> What is expected
Return every line in the items below that contains the word "illuminated", copying each such line in full.

> Data for this task
·····
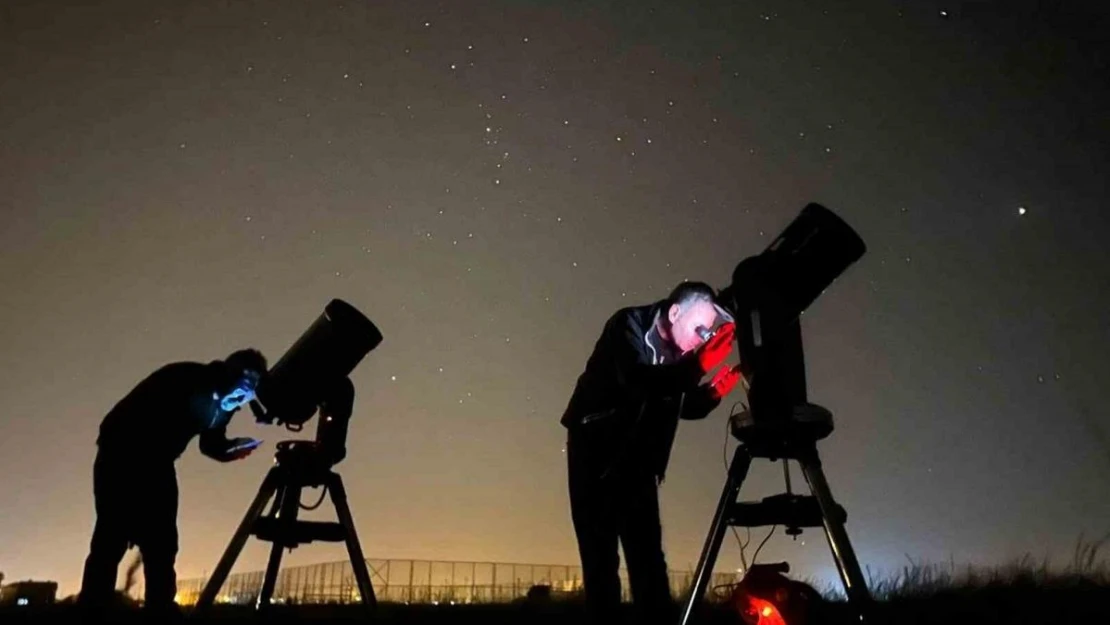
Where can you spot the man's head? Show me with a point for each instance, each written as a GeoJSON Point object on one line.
{"type": "Point", "coordinates": [688, 306]}
{"type": "Point", "coordinates": [243, 370]}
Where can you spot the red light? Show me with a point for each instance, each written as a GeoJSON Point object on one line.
{"type": "Point", "coordinates": [765, 611]}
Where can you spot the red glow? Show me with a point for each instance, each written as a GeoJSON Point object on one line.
{"type": "Point", "coordinates": [764, 612]}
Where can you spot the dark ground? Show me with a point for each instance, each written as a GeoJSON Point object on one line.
{"type": "Point", "coordinates": [1076, 604]}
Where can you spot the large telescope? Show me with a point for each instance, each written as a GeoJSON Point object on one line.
{"type": "Point", "coordinates": [769, 292]}
{"type": "Point", "coordinates": [326, 352]}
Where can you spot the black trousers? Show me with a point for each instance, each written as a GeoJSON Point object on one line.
{"type": "Point", "coordinates": [611, 504]}
{"type": "Point", "coordinates": [137, 504]}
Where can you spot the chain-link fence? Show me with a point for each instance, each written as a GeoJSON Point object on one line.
{"type": "Point", "coordinates": [419, 581]}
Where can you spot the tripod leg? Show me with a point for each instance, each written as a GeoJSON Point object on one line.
{"type": "Point", "coordinates": [851, 576]}
{"type": "Point", "coordinates": [286, 520]}
{"type": "Point", "coordinates": [737, 471]}
{"type": "Point", "coordinates": [235, 546]}
{"type": "Point", "coordinates": [354, 550]}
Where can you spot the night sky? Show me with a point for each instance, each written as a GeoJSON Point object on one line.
{"type": "Point", "coordinates": [488, 181]}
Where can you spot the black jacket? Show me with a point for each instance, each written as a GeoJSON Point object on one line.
{"type": "Point", "coordinates": [633, 392]}
{"type": "Point", "coordinates": [159, 417]}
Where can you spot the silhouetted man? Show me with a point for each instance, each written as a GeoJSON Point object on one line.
{"type": "Point", "coordinates": [643, 376]}
{"type": "Point", "coordinates": [134, 482]}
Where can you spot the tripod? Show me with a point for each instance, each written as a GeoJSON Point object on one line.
{"type": "Point", "coordinates": [791, 439]}
{"type": "Point", "coordinates": [299, 464]}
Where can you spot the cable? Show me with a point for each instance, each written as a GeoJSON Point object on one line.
{"type": "Point", "coordinates": [724, 459]}
{"type": "Point", "coordinates": [756, 555]}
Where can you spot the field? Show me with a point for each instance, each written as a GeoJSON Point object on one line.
{"type": "Point", "coordinates": [1023, 592]}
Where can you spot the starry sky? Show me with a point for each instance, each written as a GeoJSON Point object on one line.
{"type": "Point", "coordinates": [488, 181]}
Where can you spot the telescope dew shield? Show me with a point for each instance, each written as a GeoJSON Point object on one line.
{"type": "Point", "coordinates": [769, 292]}
{"type": "Point", "coordinates": [815, 249]}
{"type": "Point", "coordinates": [328, 351]}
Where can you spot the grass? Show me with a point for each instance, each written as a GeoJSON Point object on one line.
{"type": "Point", "coordinates": [1027, 591]}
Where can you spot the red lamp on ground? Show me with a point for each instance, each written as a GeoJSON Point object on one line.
{"type": "Point", "coordinates": [766, 596]}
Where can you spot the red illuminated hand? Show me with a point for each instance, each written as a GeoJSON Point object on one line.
{"type": "Point", "coordinates": [716, 349]}
{"type": "Point", "coordinates": [724, 381]}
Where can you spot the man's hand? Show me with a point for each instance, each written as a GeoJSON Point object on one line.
{"type": "Point", "coordinates": [716, 349]}
{"type": "Point", "coordinates": [241, 447]}
{"type": "Point", "coordinates": [724, 381]}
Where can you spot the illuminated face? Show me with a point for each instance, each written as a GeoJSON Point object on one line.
{"type": "Point", "coordinates": [240, 395]}
{"type": "Point", "coordinates": [685, 320]}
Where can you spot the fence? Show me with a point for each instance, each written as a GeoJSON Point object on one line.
{"type": "Point", "coordinates": [417, 581]}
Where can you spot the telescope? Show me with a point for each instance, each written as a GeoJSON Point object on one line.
{"type": "Point", "coordinates": [311, 376]}
{"type": "Point", "coordinates": [766, 299]}
{"type": "Point", "coordinates": [768, 294]}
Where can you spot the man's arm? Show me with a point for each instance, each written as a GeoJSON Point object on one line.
{"type": "Point", "coordinates": [636, 376]}
{"type": "Point", "coordinates": [698, 403]}
{"type": "Point", "coordinates": [214, 443]}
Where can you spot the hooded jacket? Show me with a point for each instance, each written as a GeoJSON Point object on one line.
{"type": "Point", "coordinates": [161, 415]}
{"type": "Point", "coordinates": [635, 389]}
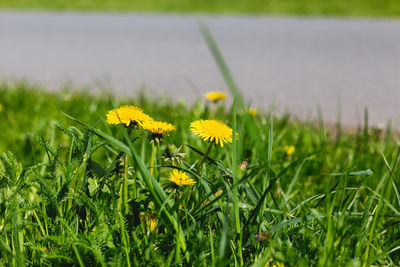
·····
> Exercise answer
Where can you spot the red illuminated hand? Show me with a point for each instance, each written as a GeoJSON Point object on one line.
Where can you spot the illuminated face? Show me with a point for each instance, each written as a GeoJSON Point object on one line.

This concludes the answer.